- [INSTRUCTION]: Print every item below verbatim, omitting the pictures.

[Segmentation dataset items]
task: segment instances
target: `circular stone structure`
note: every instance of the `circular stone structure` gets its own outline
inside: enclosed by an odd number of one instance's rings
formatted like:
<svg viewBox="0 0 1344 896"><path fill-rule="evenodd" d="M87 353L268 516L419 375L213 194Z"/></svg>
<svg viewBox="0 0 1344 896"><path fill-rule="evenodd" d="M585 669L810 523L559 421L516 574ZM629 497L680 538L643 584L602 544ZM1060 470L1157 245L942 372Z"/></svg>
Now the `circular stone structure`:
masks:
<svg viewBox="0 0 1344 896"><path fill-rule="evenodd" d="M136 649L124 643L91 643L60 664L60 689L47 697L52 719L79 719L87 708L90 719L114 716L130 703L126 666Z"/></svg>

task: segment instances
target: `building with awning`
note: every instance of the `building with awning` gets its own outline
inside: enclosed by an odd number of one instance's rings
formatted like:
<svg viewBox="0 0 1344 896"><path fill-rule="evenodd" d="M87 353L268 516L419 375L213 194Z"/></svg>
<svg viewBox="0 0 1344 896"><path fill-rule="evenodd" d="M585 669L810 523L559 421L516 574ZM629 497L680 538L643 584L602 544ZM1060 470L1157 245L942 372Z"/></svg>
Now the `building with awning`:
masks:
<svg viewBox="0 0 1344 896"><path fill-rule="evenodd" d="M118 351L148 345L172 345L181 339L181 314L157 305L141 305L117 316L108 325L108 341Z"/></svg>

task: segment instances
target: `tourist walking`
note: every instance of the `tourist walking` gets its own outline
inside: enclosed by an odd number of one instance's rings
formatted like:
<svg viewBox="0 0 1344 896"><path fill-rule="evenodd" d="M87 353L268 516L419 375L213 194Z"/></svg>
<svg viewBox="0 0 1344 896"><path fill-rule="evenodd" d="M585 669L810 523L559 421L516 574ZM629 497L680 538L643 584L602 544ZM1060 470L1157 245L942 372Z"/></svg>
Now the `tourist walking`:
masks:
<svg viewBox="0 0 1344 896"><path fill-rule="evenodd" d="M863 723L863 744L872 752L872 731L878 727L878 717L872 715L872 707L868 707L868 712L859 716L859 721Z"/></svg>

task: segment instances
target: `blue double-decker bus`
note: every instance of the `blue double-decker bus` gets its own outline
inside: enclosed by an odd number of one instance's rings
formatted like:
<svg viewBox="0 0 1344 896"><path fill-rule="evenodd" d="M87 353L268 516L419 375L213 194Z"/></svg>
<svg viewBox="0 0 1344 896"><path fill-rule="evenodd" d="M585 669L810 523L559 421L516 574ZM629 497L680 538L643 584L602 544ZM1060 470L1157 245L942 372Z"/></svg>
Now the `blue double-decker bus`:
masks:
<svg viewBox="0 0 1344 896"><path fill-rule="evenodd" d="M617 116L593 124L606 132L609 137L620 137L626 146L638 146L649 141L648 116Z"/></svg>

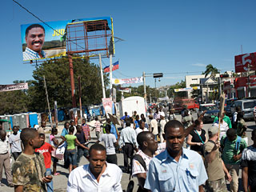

- [IN RESPONSE]:
task: segment instances
target: `circular stone structure`
note: every instance of the `circular stone structure` gets its own outline
inside: enclosed by an odd number of one instance's rings
formatted like:
<svg viewBox="0 0 1344 896"><path fill-rule="evenodd" d="M87 353L268 516L419 375L213 194Z"/></svg>
<svg viewBox="0 0 1344 896"><path fill-rule="evenodd" d="M585 669L810 523L559 421L516 574ZM629 497L680 538L643 584L602 544ZM1060 470L1157 245L942 372Z"/></svg>
Now the `circular stone structure`:
masks:
<svg viewBox="0 0 1344 896"><path fill-rule="evenodd" d="M136 649L124 643L91 643L60 664L60 689L47 697L52 719L79 719L87 708L90 719L114 716L130 703L126 666Z"/></svg>

task: segment instances
target: `building with awning`
note: every instance of the `building with awning` gets its own outline
inside: enclosed by an odd number of one instance's rings
formatted like:
<svg viewBox="0 0 1344 896"><path fill-rule="evenodd" d="M87 353L268 516L419 375L213 194Z"/></svg>
<svg viewBox="0 0 1344 896"><path fill-rule="evenodd" d="M585 669L810 523L559 421L516 574ZM629 497L680 538L643 584L602 544ZM1060 470L1157 245L942 372Z"/></svg>
Now the `building with awning`:
masks:
<svg viewBox="0 0 1344 896"><path fill-rule="evenodd" d="M118 351L148 345L172 345L181 339L181 314L157 305L141 305L117 316L108 325L108 341Z"/></svg>

task: segment instances
target: `tourist walking`
note: every instance of the `tourist walking` gets its own outline
inside: enclosed by an odd number of one instance's rings
formatted like:
<svg viewBox="0 0 1344 896"><path fill-rule="evenodd" d="M87 353L268 516L419 375L213 194Z"/></svg>
<svg viewBox="0 0 1344 896"><path fill-rule="evenodd" d="M585 669L810 523L559 421L516 574ZM629 497L680 538L643 584L602 544ZM1060 470L1157 245L942 372Z"/></svg>
Now the `tourist walking`:
masks:
<svg viewBox="0 0 1344 896"><path fill-rule="evenodd" d="M863 723L863 744L872 752L872 731L878 727L878 717L872 715L872 707L868 707L868 712L859 716L859 721Z"/></svg>

task: segment instances
target: `blue double-decker bus`
note: every instance of the `blue double-decker bus` gets its own outline
inside: enclosed by an odd number of one instance's rings
formatted like:
<svg viewBox="0 0 1344 896"><path fill-rule="evenodd" d="M87 353L268 516L419 375L213 194Z"/></svg>
<svg viewBox="0 0 1344 896"><path fill-rule="evenodd" d="M585 669L810 523L559 421L516 574ZM629 497L680 538L643 584L602 544ZM1060 470L1157 245L942 372Z"/></svg>
Now the `blue double-decker bus`:
masks:
<svg viewBox="0 0 1344 896"><path fill-rule="evenodd" d="M617 116L593 124L606 132L609 137L620 137L626 146L638 146L649 141L648 116Z"/></svg>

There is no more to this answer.